## Requirement A
In the Noyes biography, what does the text give as the reason he received a commission as first major of the 39th Ohio Infantry? Answer in one to three sentences.
## Requirement B
According to the Noyes biography, where was The Morning Star published?
## Requirement C
Reproduce the part of the Noyes biography starting at "Noyes served in" and ending at "from the army.".

Edward Follansbee Noyes (October 3, 1832September 4, 1890) was a Republican politician from Ohio. Noyes served as the 30th governor of Ohio.

Biography
Noyes was born in Haverhill, Massachusetts. He was orphaned at the age of three and was raised in New Hampshire by his grandfather and a guardian. At the age of thirteen, he was apprenticed to the printer of The Morning Star, a religious newspaper published in Dover, New Hampshire. He remained an apprentice for over four years until he left to enter an academy in Kingston, New Hampshire. He graduated from Dartmouth College in 1857 (4th in a class of 57 students), then moved to Cincinnati, Ohio, and attended the Cincinnati Law School.

Noyes served in the Union Army during the Civil War. He helped organize the 39th Ohio Infantry, and was rewarded with a commission as its first major on July 27, 1861. Within a few months, he had become the regiment's colonel.

Noyes married Margaret W. Proctor at Kingston, New Hampshire in February, 1863, while on leave from the army.

## Dataset content

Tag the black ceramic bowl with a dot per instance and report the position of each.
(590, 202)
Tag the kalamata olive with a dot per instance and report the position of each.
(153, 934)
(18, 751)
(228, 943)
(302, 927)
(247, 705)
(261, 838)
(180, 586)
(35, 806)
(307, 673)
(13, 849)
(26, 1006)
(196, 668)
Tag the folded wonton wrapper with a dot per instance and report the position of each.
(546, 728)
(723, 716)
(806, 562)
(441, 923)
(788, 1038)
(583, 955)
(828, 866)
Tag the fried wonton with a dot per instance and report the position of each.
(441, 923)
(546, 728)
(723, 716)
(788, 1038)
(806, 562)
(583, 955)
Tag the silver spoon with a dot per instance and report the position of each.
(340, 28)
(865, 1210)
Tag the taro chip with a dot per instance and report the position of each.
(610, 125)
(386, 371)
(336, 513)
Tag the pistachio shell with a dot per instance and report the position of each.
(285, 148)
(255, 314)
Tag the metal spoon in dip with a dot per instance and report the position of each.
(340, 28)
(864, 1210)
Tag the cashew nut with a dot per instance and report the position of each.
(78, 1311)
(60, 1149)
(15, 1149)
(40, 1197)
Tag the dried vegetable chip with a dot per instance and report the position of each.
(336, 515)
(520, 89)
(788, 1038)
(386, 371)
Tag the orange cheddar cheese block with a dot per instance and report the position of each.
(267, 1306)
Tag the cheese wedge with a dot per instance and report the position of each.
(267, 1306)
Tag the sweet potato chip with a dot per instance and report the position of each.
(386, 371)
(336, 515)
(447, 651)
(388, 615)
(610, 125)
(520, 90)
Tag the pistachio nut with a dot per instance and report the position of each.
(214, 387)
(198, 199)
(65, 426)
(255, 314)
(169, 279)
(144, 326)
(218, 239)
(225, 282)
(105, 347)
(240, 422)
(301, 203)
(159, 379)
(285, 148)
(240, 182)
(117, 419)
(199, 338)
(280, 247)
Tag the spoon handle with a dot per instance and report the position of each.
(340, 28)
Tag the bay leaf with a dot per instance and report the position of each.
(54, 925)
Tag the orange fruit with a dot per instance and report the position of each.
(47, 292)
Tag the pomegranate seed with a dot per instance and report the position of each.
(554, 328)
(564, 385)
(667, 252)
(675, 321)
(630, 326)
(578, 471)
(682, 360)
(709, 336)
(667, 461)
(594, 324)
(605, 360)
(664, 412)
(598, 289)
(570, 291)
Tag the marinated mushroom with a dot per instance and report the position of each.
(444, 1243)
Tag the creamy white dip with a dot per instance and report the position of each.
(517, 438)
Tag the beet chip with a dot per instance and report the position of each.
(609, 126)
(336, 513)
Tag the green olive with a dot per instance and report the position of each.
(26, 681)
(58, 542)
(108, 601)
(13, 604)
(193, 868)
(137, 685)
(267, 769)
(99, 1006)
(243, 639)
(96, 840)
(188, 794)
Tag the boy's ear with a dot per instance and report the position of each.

## Worked solution A
He received the commission as a reward for helping organize the 39th Ohio Infantry. It was granted on July 27, 1861.

## Worked solution B
Dover, New Hampshire.

## Worked solution C
Noyes served in the Union Army during the Civil War. He helped organize the 39th Ohio Infantry, and was rewarded with a commission as its first major on July 27, 1861. Within a few months, he had become the regiment's colonel.

Noyes married Margaret W. Proctor at Kingston, New Hampshire in February, 1863, while on leave from the army.